--- Work request ---
Restate the data that follows exactly as it stands, beginning with the first line and ending with the line that contains "Target: exhaust stack".

+++

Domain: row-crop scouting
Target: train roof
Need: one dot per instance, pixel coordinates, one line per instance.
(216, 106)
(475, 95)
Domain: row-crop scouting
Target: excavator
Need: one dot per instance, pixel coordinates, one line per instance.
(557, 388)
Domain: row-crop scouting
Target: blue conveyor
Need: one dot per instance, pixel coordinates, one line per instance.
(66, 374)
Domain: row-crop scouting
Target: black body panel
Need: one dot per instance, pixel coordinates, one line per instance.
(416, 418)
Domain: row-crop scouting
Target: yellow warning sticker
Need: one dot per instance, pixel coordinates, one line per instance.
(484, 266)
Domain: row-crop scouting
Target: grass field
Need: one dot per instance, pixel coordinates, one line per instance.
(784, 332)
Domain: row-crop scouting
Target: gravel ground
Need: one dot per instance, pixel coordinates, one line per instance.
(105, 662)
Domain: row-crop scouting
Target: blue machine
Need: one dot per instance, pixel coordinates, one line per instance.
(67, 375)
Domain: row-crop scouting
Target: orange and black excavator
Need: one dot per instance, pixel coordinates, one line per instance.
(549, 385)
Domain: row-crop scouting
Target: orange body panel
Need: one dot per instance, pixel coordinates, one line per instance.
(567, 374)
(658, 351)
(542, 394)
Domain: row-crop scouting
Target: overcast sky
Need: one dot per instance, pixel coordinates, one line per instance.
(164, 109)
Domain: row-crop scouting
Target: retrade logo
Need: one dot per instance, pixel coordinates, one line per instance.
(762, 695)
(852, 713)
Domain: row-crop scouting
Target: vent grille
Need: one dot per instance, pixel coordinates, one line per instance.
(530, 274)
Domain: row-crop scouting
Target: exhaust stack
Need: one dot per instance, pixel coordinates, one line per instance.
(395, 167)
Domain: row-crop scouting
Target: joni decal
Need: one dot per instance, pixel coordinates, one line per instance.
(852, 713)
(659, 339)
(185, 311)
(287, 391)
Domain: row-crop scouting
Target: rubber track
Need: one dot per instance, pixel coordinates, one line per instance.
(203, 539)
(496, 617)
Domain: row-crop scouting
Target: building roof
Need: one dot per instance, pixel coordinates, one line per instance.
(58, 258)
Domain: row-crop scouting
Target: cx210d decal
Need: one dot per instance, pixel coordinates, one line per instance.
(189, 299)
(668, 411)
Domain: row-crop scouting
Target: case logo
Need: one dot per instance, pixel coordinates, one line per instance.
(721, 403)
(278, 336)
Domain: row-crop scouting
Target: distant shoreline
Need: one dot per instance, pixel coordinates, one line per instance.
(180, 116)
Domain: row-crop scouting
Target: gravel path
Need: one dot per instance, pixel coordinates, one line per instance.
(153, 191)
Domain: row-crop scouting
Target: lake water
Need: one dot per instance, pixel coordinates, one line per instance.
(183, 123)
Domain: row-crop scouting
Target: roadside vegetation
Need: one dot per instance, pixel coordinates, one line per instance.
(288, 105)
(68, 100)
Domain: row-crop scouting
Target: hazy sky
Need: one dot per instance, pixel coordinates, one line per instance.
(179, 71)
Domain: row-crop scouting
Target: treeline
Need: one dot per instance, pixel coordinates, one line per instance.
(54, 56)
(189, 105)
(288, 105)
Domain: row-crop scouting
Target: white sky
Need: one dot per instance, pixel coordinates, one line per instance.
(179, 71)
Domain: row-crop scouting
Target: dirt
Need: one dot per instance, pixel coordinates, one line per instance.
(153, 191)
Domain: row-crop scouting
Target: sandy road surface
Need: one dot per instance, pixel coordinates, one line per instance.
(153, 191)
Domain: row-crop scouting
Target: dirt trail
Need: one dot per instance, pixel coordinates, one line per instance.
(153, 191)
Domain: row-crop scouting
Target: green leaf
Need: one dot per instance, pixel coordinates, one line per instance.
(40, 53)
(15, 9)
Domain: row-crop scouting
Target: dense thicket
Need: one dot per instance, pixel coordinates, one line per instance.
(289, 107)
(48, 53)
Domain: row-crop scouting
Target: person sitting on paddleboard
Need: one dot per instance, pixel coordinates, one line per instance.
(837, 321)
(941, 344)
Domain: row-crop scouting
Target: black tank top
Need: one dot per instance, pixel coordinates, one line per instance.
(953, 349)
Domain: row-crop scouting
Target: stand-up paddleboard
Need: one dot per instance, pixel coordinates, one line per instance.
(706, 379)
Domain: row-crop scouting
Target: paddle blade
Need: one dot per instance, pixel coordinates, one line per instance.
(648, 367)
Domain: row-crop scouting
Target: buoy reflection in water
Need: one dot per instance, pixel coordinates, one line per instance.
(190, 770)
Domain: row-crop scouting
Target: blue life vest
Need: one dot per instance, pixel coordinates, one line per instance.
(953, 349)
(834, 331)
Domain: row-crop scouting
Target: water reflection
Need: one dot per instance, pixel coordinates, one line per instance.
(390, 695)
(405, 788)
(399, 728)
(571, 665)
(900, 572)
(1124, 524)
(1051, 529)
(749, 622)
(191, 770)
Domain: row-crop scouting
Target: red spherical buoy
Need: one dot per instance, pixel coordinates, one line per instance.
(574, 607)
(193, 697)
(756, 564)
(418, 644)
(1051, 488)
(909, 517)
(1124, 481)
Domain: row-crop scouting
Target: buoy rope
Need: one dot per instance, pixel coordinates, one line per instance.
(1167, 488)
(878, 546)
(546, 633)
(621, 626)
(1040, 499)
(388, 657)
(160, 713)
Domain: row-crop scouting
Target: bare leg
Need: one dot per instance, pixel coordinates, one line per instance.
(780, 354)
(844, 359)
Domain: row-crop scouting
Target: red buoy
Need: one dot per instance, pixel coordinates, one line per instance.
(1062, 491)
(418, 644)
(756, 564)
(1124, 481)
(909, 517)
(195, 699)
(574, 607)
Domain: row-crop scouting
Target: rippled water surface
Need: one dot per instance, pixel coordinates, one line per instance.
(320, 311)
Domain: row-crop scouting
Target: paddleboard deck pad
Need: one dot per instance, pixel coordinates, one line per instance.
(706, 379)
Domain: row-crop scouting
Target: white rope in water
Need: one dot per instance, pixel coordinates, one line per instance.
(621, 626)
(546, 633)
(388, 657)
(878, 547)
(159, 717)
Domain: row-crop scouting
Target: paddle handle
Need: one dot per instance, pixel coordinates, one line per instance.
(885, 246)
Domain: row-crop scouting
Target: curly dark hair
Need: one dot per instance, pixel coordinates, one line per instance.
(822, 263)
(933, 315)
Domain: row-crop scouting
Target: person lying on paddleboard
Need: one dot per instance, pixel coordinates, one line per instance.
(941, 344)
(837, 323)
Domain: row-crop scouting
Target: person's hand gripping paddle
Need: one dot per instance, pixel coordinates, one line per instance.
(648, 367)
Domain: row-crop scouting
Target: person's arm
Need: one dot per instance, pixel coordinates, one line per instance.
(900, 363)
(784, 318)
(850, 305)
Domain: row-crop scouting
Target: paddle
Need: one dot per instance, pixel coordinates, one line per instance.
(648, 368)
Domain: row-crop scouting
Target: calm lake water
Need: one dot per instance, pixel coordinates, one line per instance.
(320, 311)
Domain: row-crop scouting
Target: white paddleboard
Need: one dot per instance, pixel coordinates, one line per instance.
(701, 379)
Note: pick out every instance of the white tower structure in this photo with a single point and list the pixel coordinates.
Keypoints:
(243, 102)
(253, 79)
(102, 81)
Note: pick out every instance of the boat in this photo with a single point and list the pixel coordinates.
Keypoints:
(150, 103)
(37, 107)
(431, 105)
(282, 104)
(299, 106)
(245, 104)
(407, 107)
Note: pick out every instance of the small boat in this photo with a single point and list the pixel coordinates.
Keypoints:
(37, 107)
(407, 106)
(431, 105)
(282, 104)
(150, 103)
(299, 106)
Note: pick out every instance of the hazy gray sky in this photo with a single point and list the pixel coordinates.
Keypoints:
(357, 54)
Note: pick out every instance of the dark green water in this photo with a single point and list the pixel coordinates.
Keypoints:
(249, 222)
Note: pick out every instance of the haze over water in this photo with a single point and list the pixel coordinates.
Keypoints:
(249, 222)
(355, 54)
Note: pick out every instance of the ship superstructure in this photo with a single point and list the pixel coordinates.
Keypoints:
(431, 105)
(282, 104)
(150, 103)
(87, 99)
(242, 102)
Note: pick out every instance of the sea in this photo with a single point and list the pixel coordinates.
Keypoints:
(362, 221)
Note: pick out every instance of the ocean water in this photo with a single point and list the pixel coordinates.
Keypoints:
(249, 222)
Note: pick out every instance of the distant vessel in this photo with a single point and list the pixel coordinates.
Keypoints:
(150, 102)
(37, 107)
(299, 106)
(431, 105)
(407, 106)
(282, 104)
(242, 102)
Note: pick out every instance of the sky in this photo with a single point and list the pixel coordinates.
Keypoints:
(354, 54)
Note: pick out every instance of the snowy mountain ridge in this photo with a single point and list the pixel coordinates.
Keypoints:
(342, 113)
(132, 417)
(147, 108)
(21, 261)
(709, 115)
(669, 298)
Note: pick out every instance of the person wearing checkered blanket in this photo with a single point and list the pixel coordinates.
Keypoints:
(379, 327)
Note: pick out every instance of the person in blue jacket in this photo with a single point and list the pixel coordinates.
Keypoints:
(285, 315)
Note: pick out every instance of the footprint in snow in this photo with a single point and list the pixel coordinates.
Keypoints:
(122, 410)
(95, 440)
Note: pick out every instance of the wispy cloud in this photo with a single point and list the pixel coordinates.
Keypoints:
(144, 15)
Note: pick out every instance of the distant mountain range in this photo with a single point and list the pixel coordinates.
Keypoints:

+++

--- Finished exercise ---
Domain: row-crop scouting
Target: train roof
Need: one dot per instance, pixel coordinates, one line per instance.
(216, 106)
(475, 95)
Domain: row-crop scouting
Target: excavator
Need: one dot per instance, pixel coordinates, one line per instance.
(557, 388)
Domain: row-crop scouting
Target: blue conveyor
Need: one dot per instance, pixel coordinates, one line per instance.
(66, 374)
Domain: row-crop scouting
Target: black body panel
Need: one dot per instance, pixel coordinates, one line per instance.
(416, 418)
Domain: row-crop scouting
Target: yellow warning sticker
Need: one dot per instance, pixel coordinates, one line per instance.
(484, 266)
Domain: row-crop scouting
Target: grass field
Need: one dot per instance, pixel coordinates, one line per instance.
(784, 332)
Domain: row-crop scouting
Target: gravel ground
Need: one dot per instance, pixel coordinates, one line per instance.
(105, 662)
Domain: row-crop scouting
Target: blue machine
Need: one dot per instance, pixel coordinates, one line per instance.
(67, 375)
Domain: row-crop scouting
Target: orange and black excavator
Need: one dot per instance, pixel coordinates, one line per instance.
(549, 385)
Domain: row-crop scouting
Target: orange body panel
Need: one dot per instance, pixel coordinates, one line per instance.
(567, 374)
(658, 351)
(542, 394)
Domain: row-crop scouting
Target: overcast sky
Need: one dot per instance, pixel coordinates, one line per instance.
(164, 109)
Domain: row-crop scouting
Target: retrade logo
Need: one dot per instance, pixel coordinates, one line per instance.
(762, 695)
(852, 713)
Domain: row-crop scouting
Target: vent grille
Need: one dot per instance, pixel coordinates, one line per instance.
(530, 274)
Domain: row-crop scouting
Target: exhaust stack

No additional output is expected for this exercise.